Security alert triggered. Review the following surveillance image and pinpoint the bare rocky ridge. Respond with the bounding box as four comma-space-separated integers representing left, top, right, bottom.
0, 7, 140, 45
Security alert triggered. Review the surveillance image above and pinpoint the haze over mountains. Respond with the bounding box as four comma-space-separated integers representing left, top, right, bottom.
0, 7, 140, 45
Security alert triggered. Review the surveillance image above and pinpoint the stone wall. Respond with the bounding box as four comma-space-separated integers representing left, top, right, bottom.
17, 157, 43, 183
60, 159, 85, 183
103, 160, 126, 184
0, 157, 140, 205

• • • • • • •

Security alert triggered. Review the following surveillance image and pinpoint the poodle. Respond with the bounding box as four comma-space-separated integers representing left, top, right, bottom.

• • • • • • •

Instructions to follow: Copy the part of the material that opens with the line containing "pinpoint the haze" and closes with the line containing "0, 157, 140, 205", substituting "security camera image" for "surveillance image" and leaving everything else unchanged.

Correct response:
Security alert triggered. Review the security camera image above and pinpoint the haze over mountains. Respond with the bounding box as four comma-space-separated integers representing left, top, right, bottom.
0, 7, 140, 45
Security alert triggered. Review the security camera image above and pinpoint the stone wall. Respond with the bounding box as four comma-space-separated integers representing left, top, right, bottom.
17, 157, 43, 183
60, 159, 85, 183
103, 160, 126, 184
0, 157, 140, 205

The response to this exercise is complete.